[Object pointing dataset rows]
§
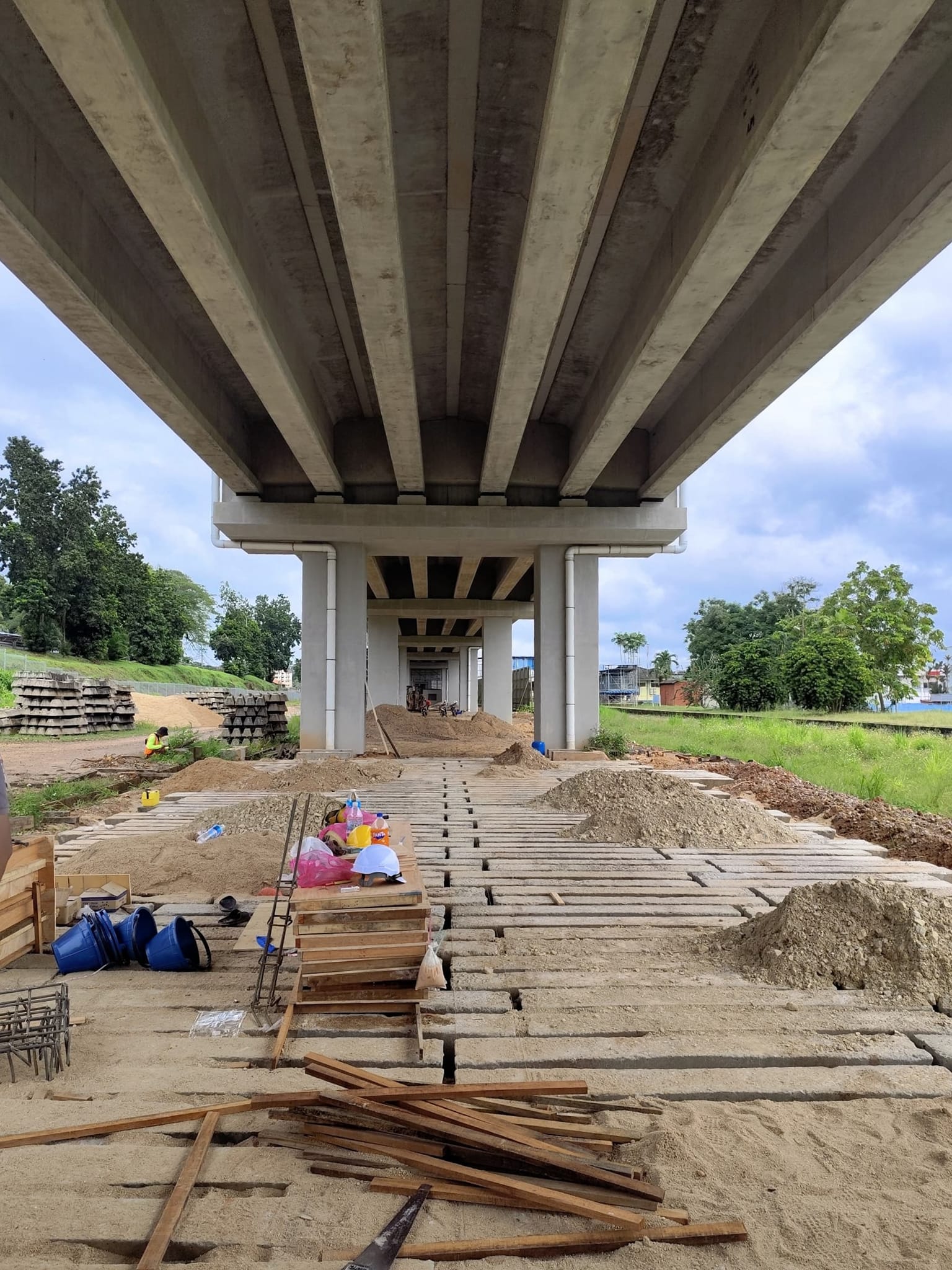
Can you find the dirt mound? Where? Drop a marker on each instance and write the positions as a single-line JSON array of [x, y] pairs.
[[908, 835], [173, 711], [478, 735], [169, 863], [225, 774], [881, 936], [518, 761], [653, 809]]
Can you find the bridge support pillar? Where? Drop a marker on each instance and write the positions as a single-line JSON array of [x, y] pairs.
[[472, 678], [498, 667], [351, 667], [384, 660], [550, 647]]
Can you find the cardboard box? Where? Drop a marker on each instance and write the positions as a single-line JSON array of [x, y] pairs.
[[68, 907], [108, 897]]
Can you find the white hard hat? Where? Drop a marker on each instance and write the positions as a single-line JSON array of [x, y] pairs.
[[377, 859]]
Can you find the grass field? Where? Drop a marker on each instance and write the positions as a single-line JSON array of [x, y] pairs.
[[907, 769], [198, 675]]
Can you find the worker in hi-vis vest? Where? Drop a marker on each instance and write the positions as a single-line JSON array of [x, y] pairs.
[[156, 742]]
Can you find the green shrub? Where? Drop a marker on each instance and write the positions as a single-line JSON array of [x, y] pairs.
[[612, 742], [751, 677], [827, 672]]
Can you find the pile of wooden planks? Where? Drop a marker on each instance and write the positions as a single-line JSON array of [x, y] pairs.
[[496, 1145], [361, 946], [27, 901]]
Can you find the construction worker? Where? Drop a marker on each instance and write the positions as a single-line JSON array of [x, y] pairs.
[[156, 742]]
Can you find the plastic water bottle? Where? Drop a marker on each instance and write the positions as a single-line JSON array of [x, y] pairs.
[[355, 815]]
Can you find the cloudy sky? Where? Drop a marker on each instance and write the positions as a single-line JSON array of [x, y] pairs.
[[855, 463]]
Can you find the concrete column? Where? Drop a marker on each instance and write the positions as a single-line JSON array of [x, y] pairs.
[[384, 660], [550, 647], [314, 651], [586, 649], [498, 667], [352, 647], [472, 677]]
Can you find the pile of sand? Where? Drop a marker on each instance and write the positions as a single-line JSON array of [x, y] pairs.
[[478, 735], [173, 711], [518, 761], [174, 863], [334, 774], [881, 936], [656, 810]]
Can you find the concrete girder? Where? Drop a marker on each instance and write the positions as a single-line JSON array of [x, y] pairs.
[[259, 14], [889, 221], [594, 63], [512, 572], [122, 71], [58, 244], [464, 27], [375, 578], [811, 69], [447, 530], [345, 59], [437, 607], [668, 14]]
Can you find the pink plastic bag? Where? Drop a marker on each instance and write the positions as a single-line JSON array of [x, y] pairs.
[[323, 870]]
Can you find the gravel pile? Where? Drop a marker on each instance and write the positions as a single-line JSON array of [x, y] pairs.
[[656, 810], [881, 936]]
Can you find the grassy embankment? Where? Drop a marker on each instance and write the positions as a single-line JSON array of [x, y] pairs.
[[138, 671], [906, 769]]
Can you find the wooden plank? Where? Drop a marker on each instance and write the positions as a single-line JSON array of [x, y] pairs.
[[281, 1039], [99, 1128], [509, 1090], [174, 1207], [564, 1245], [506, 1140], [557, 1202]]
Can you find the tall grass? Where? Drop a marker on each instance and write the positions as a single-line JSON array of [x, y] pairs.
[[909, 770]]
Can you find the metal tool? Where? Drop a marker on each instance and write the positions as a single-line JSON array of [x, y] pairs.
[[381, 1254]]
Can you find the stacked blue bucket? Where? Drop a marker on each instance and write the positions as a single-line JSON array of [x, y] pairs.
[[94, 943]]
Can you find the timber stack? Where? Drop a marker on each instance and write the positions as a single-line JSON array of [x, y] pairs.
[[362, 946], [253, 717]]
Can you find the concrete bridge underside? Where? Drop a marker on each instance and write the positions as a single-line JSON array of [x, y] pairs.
§
[Challenge] Starting at the line that contains "Can you find the wooden" and ending at the last of the items, rewrite those lines with the requests left as they are and each x and y coordinate in the answers multiplied by 1.05. Round the results to whole numbers, with halves rounded up.

[Task answer]
Can you find the wooden plank? Where? Drop a marker on each instance and write the positions as a single-line JSON array of [x, y] pairs.
[[295, 1091], [104, 1184], [534, 1145], [183, 1267], [592, 1307], [531, 1197], [585, 1262]]
Can you find the tall grass? Where? Drop a marker on each instance and write the positions as a single-line JSON array of [x, y] pairs.
[[954, 809]]
Can you find the metal tool? Where? Drop a marker on each instance and write the positions as a single-line JSON array of [x, y] pairs.
[[400, 1317]]
Can you find the stacked blue bucket? Where? Drop a marker on each instance and write the positions as a single-line JSON array of [x, y] pairs.
[[99, 990]]
Can you find the timber stack? Where? Drop a marker on each instance and write the positions as a single-line JSON array of [x, y] pairs.
[[380, 993], [266, 753]]
Can you find the concrete bridge underside? Where? Drop a marker on each instance and write the positions as a single-line JSON array of [x, y] pairs.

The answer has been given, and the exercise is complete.